Data shown Block Start
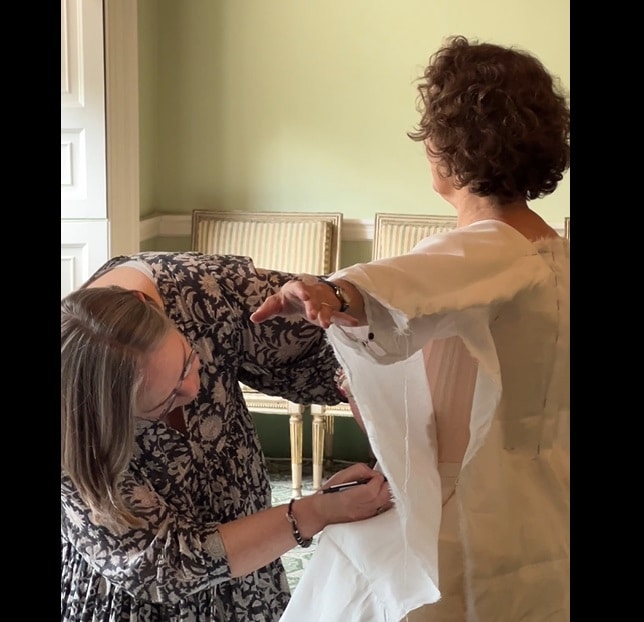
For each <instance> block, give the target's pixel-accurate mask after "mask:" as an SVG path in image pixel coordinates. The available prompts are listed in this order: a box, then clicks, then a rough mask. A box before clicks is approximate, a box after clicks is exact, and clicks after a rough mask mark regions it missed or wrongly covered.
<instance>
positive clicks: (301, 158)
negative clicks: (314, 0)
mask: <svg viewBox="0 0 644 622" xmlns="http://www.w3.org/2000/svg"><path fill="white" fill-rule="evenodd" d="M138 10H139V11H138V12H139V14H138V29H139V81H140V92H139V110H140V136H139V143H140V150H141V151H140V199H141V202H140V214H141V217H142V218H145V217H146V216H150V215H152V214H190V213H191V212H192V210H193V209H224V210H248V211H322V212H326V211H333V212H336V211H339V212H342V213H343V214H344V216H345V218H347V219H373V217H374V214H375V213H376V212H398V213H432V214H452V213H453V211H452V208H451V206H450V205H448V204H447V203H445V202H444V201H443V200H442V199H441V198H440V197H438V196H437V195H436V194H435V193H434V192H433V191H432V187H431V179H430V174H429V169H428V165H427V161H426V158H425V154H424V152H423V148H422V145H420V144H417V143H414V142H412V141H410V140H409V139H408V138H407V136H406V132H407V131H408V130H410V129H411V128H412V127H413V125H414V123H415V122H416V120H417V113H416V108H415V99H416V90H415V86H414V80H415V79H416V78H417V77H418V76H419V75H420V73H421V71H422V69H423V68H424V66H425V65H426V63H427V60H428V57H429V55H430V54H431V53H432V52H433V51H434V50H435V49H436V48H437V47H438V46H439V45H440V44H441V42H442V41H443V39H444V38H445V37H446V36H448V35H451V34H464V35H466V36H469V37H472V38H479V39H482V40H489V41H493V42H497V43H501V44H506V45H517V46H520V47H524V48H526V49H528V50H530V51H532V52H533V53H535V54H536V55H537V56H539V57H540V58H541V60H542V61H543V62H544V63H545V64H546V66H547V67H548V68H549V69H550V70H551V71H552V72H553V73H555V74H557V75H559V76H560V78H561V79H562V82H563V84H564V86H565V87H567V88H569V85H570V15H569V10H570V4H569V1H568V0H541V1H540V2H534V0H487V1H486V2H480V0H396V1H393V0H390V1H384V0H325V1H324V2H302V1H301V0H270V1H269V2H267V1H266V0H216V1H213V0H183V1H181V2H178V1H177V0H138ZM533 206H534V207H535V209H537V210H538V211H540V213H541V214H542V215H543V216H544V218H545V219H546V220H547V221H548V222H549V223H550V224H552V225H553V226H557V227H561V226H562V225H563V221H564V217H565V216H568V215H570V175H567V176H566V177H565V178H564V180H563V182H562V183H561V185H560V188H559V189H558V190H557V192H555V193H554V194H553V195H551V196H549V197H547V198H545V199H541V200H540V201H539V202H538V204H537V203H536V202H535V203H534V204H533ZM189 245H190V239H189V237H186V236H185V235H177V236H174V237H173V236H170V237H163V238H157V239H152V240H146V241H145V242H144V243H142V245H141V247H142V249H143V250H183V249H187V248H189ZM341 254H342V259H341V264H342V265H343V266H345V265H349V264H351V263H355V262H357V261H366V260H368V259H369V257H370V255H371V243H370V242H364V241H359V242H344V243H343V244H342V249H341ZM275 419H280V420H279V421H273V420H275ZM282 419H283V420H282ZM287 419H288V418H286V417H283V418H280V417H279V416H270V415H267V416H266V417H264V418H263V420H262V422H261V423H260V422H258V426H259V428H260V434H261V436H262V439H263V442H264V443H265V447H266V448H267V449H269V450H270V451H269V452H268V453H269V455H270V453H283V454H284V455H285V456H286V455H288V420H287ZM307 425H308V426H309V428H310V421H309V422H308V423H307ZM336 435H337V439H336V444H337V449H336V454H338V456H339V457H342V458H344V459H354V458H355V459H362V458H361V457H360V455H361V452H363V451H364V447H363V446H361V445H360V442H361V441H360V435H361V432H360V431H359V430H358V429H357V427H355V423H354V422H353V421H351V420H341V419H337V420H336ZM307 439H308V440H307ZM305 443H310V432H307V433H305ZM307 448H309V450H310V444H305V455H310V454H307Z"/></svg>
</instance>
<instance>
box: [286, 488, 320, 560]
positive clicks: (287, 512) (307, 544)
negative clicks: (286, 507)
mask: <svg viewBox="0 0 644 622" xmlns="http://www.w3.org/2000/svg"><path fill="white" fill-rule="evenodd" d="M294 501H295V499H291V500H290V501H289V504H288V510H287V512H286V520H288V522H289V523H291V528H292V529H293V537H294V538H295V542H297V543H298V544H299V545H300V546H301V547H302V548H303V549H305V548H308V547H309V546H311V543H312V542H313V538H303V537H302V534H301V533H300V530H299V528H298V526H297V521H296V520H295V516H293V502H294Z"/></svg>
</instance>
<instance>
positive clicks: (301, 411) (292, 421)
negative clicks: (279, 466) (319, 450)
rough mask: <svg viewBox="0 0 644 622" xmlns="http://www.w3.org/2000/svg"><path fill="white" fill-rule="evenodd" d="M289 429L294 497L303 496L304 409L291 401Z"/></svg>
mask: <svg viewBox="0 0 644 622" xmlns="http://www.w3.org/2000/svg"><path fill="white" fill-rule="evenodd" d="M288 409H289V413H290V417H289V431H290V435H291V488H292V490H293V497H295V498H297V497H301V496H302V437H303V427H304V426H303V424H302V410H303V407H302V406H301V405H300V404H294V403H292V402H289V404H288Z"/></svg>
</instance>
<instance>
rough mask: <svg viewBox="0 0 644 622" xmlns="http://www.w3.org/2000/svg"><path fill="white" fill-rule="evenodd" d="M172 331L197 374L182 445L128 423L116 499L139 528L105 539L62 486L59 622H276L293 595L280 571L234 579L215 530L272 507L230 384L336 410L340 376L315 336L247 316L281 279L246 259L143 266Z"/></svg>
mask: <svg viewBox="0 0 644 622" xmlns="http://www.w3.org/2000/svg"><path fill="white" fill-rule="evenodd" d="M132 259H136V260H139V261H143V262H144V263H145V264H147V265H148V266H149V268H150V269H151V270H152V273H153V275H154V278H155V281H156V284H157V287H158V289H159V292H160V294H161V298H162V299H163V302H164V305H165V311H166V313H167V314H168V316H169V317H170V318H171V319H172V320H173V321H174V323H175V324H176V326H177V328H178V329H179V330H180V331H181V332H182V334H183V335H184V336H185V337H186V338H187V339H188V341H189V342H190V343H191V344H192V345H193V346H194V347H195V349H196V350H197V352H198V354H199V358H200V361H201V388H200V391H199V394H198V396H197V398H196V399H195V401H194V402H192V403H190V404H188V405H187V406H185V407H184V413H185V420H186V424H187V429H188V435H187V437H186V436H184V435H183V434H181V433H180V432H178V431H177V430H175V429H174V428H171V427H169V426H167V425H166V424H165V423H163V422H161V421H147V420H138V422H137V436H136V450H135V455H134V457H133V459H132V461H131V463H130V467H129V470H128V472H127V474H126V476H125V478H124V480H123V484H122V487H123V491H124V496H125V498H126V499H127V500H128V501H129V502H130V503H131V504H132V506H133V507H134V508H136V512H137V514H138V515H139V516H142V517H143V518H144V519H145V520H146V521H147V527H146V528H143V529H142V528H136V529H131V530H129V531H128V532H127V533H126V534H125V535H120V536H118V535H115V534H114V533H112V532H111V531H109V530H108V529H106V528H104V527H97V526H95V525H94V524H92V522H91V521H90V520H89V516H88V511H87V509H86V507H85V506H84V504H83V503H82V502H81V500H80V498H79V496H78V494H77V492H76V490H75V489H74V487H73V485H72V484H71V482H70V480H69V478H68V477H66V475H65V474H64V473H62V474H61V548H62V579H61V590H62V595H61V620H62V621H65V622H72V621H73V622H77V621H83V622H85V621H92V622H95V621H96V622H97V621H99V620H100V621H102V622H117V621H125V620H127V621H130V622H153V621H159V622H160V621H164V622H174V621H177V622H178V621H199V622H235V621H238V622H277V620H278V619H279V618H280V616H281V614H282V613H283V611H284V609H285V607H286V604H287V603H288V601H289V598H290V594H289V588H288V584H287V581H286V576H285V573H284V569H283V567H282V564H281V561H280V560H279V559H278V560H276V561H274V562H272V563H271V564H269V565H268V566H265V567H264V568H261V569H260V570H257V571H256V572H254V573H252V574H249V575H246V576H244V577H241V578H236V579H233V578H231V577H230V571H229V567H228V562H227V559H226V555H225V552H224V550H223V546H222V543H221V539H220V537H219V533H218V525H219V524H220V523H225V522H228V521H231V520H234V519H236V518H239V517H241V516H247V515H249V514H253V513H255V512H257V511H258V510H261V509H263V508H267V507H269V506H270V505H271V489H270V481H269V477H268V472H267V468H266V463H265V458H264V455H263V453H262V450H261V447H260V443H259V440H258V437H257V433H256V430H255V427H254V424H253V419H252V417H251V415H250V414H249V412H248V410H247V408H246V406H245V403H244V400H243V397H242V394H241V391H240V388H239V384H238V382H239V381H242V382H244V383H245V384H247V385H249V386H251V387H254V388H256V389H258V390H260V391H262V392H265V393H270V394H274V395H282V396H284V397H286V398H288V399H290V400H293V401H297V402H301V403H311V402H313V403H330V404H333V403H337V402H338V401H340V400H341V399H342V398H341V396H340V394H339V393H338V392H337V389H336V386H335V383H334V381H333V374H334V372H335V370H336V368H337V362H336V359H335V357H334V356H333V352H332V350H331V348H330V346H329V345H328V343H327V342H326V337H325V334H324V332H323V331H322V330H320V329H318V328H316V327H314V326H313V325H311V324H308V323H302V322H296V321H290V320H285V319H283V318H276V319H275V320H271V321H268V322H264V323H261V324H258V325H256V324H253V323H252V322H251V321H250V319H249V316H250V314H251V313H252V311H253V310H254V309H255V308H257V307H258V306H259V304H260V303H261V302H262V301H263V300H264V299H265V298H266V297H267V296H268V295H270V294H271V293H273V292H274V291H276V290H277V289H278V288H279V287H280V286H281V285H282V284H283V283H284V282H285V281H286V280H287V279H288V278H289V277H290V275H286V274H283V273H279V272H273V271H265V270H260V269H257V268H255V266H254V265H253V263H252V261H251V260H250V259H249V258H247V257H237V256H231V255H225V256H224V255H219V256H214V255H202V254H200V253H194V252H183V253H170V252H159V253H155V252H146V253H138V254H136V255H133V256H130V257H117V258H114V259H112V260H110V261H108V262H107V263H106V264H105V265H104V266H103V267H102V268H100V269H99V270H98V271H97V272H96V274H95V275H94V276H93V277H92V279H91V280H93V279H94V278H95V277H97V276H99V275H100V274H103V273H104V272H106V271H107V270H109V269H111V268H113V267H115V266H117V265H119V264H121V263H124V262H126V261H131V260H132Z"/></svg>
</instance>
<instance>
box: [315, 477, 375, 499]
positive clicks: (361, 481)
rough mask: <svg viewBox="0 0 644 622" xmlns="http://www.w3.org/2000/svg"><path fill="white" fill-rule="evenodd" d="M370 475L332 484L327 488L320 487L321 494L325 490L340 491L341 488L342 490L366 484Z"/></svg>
Data shown Block End
Exercise instructions: Here the answer is the exact run of lines above, from the line with "positive clicks: (361, 481)" down to the last, and nothing else.

Written answer:
positive clicks: (361, 481)
rough mask: <svg viewBox="0 0 644 622" xmlns="http://www.w3.org/2000/svg"><path fill="white" fill-rule="evenodd" d="M370 475L332 484L327 488L320 487L321 494L325 490L340 491L341 488L342 490L366 484Z"/></svg>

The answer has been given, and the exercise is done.